╭─ 本文の抜粋

次世代に伝えるスポーツ物語一覧

テニス・伊達公子


 1996年7月4日、テニスの聖地、ウィンブルドン女子シングルス準決勝戦。栄誉あるセンターコートで当時の女王、シュテフィ・グラフに果敢に挑む日本人選手がいた。日本のエース、伊達公子(本名・クルム伊達公子)。この準決勝の2カ月前には、東京で開かれた女子国別対抗戦・フェドカップでグラフを7-6、3-6、12-10で破る大金星を挙げたばかり。そのままの勢いでウィンブルドン準決勝まで勝ち上がった。第1セットは6-3でグラフに先取されたものの、第2セットは6-2で取り返した。誰もが東京の試合の再来を期待したが無情にも日没順延となり、翌5日の第3セットをグラフに取られ、日本人初の4大会決勝進出はかなわなかった。しかし、日本人選手が世界の頂点に最も近づいた歴史的な試合だった。
 伊達は小学校1年のとき、両親が通う近所のテニスクラブでテニスを始めた。6年生で滋賀県に引っ越したのを機に、名門「四ノ宮テニスクラブ」に入門する。元デビスカップ日本代表チームコーチの竹内映二の父でクラブのオーナーでもある穣二から厳しい指導を受け、実力をつけた。園田学園女子高3年時には、インターハイでシングルス、ダブルス、団体優勝の三冠を達成。高校卒業後にプロに転向し、海外遠征を重ねた。

╰─

**やること:**
A) 伊達公子の文章にある「伊達は小学校1年のとき、両親が通う近所のテニスクラブでテニスを始めた。」を英語に訳してください。
B) 伊達公子の文章を「次世代に伝えるスポーツ物語一覧」の部分から始めて「に転向し、海外遠征を重ねた。」のところまで、「グラフ」を「グラフ選手」に変えて書き直してください。
C) 伊達公子の文章の続きを、最後の文のあとから書いてください。

╭─ 資料

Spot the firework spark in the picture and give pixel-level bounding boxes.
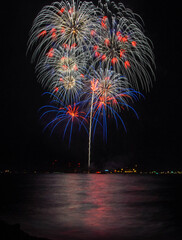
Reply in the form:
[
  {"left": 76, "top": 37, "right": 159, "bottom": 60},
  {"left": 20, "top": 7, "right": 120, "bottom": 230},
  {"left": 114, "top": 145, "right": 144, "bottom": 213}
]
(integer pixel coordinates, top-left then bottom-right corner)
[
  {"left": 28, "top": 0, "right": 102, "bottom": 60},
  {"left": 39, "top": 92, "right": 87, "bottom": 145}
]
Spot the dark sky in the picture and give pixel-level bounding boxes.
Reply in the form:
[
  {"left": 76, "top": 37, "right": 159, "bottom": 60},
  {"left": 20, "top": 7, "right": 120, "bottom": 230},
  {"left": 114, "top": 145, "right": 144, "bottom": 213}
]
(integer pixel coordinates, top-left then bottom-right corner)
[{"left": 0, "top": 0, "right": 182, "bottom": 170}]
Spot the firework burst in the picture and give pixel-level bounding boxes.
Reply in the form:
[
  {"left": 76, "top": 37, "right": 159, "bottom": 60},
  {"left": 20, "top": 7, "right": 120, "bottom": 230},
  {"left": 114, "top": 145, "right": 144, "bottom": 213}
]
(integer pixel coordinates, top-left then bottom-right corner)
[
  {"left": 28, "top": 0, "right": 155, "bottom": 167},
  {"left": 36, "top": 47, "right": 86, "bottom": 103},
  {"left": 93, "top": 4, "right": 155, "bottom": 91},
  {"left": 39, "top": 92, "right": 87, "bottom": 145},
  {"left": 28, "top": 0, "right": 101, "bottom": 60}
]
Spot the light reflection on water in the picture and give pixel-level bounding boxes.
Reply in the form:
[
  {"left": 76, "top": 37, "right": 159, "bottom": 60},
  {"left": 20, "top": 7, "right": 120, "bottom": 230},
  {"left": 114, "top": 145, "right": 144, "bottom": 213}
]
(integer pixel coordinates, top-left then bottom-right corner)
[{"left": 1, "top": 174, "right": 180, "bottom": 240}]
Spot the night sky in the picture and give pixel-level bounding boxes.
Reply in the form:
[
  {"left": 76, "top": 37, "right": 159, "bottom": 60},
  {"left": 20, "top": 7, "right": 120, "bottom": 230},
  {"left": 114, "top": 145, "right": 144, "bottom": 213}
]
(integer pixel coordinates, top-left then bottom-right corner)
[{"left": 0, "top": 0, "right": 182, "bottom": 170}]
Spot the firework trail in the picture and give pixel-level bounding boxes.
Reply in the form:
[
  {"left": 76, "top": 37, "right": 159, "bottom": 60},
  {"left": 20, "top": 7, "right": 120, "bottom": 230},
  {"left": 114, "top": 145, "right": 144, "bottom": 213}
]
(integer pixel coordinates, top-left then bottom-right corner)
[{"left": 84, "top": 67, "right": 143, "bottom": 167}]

╰─
╭─ 資料

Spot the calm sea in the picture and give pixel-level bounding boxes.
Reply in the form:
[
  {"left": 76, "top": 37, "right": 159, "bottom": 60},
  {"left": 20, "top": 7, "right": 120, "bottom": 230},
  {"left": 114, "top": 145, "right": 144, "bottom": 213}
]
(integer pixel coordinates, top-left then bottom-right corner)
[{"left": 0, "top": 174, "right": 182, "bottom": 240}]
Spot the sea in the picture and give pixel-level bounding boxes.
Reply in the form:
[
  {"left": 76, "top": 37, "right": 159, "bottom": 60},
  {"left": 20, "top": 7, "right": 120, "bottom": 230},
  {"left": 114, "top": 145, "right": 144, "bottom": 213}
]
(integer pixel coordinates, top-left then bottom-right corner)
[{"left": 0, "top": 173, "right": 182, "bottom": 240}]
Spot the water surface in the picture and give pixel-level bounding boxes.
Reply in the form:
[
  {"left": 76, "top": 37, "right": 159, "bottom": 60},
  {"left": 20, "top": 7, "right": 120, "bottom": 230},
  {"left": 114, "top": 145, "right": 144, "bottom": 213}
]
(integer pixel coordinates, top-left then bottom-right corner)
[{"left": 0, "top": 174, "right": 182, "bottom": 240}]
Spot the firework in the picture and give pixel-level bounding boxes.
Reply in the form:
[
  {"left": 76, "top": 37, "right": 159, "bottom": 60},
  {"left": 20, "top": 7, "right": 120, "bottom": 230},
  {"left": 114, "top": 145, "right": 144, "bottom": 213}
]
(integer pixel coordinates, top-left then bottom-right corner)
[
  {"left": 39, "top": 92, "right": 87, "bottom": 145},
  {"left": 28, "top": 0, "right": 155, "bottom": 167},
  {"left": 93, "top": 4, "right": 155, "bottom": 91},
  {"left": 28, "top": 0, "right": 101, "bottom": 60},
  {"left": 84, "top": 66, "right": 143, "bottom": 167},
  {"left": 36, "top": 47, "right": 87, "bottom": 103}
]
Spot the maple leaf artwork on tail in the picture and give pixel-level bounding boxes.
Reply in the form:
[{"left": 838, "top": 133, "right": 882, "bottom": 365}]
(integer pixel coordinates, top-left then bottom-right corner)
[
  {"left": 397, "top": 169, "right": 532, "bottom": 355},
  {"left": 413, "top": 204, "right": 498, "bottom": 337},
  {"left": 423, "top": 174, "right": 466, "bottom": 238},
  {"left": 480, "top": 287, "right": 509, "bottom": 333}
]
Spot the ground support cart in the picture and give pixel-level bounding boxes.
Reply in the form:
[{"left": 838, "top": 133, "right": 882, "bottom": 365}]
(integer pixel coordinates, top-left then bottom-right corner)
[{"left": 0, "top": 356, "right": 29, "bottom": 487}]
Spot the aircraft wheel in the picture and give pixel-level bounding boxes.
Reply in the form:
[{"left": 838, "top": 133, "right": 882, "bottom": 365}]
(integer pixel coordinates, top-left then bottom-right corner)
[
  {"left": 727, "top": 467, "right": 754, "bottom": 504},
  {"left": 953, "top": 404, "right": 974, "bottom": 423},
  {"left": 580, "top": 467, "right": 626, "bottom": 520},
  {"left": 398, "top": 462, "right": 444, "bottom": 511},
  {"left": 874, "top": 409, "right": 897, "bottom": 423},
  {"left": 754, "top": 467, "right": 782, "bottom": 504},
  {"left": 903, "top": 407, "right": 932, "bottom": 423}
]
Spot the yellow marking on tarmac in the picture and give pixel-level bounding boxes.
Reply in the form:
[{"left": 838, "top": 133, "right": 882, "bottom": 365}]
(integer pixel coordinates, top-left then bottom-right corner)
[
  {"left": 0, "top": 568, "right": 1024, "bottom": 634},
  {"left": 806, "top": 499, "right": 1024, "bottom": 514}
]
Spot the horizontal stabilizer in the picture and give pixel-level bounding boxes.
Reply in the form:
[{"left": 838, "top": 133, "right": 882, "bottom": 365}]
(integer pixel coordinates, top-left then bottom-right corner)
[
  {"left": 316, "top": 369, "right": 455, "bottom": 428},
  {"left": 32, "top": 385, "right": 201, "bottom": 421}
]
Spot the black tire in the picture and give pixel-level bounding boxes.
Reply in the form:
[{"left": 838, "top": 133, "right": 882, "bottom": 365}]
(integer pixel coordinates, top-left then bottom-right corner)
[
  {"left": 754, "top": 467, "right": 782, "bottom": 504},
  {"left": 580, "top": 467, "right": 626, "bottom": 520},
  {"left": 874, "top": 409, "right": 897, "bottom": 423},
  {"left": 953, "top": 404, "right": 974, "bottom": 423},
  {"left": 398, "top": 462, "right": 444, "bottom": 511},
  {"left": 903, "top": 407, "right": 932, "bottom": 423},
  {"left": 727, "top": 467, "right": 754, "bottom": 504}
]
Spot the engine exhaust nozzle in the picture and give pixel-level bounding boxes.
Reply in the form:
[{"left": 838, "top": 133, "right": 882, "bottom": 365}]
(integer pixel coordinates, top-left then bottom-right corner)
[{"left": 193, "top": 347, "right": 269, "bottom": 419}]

╰─
╭─ 資料

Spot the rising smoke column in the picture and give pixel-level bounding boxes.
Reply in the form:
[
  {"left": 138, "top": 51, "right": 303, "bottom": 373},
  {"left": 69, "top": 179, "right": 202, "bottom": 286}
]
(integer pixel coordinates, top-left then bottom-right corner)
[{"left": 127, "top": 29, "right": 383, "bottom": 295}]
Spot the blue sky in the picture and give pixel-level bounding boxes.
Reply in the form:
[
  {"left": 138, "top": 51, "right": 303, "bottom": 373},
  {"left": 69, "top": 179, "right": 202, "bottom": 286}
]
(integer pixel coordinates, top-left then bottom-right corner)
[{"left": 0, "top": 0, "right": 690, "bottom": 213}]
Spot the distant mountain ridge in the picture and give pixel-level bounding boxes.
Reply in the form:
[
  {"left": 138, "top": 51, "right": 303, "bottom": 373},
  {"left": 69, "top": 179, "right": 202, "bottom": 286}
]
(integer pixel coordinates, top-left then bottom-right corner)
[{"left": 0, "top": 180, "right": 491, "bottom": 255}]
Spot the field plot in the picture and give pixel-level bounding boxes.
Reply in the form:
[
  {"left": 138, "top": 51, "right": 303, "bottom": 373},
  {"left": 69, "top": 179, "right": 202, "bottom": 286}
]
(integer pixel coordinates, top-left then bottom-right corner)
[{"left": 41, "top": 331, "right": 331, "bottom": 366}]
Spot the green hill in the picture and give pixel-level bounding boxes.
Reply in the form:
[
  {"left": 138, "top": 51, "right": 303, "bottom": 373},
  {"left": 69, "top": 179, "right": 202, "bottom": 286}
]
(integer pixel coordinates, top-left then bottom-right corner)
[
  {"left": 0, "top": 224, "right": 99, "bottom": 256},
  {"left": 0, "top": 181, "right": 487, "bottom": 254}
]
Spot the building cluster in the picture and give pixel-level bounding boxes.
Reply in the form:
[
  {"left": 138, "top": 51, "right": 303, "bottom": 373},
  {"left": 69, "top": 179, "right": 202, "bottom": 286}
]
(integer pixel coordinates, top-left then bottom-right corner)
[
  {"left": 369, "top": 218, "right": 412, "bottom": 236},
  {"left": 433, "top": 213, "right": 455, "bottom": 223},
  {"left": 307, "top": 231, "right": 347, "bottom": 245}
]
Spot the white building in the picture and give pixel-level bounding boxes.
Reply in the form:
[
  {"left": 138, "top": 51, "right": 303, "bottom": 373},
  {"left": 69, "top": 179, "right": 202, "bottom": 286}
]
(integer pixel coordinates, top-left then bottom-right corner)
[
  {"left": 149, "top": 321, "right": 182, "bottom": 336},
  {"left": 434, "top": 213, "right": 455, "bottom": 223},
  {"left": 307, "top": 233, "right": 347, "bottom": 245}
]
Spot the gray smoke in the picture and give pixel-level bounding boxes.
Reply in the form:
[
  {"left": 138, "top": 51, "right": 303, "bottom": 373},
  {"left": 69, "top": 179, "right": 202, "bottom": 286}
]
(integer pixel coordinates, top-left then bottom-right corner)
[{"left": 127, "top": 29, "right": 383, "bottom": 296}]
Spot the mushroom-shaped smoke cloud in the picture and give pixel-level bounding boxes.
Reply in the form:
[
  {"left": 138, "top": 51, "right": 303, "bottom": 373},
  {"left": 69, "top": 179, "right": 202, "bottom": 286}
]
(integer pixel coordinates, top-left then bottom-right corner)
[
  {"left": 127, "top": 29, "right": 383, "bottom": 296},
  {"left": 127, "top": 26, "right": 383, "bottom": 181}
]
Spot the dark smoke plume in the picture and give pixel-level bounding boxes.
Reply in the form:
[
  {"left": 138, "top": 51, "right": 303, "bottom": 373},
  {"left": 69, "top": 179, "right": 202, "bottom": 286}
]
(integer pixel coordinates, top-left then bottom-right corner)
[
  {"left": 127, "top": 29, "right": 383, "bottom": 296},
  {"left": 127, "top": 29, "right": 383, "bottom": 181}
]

╰─

**答えの例:**
A) Date started playing tennis in the first grade of elementary school, at a nearby tennis club that her parents went to.

B)
次世代に伝えるスポーツ物語一覧

テニス・伊達公子


 1996年7月4日、テニスの聖地、ウィンブルドン女子シングルス準決勝戦。栄誉あるセンターコートで当時の女王、シュテフィ・グラフ選手に果敢に挑む日本人選手がいた。日本のエース、伊達公子(本名・クルム伊達公子)。この準決勝の2カ月前には、東京で開かれた女子国別対抗戦・フェドカップでグラフ選手を7-6、3-6、12-10で破る大金星を挙げたばかり。そのままの勢いでウィンブルドン準決勝まで勝ち上がった。第1セットは6-3でグラフ選手に先取されたものの、第2セットは6-2で取り返した。誰もが東京の試合の再来を期待したが無情にも日没順延となり、翌5日の第3セットをグラフ選手に取られ、日本人初の4大会決勝進出はかなわなかった。しかし、日本人選手が世界の頂点に最も近づいた歴史的な試合だった。
 伊達は小学校1年のとき、両親が通う近所のテニスクラブでテニスを始めた。6年生で滋賀県に引っ越したのを機に、名門「四ノ宮テニスクラブ」に入門する。元デビスカップ日本代表チームコーチの竹内映二の父でクラブのオーナーでもある穣二から厳しい指導を受け、実力をつけた。園田学園女子高3年時には、インターハイでシングルス、ダブルス、団体優勝の三冠を達成。高校卒業後にプロに転向し、海外遠征を重ねた。

C)
 伊達の武器は「ライジング・ショット」。相手の打ったボールが自分のコートでバウンドして頂点に来るまでの間に打ち返す、高度な技術が必要な技である。身長163センチとトッププレーヤーの中では小柄な伊達は、体格のハンデを技術で補った。世界トップ選手へと躍進し始めた頃の伊達は、得意技にちなんで「ライジング・サン」と呼ばれていたという。テニスの世界四大大会(全豪オープン、全仏オープン、ウィンブルドン、全米オープン)シングルですべてベスト8入りし、全豪、全仏、全英ではベスト4進出を果たした。この記録は、今でも他の日本人選手の追随を許さない。
 1996年末に現役を引退した伊達が再び世間を驚かせたのは2008年4月。12年ぶりにツアープレーヤーとしてプロ復帰したのだ。しかし、復帰の理由はかつてのような野心だけではなかった。「世界と戦うためではなく、若い選手へ刺激を与えるため」。さらに01年に結婚したドイツ人レーシングドライバー、ミハエル・クルムの後押しもあってのことだった。とはいえ、国内大会でシングルス優勝を重ねるなどその実力は健在だ。
 2009年7月に刊行した伊達の新著「Challenge!!」の帯には、「やりたいことは、いつからでも始められる!」とある。まさにその言葉を伊達自身が体現している。=敬称略(有)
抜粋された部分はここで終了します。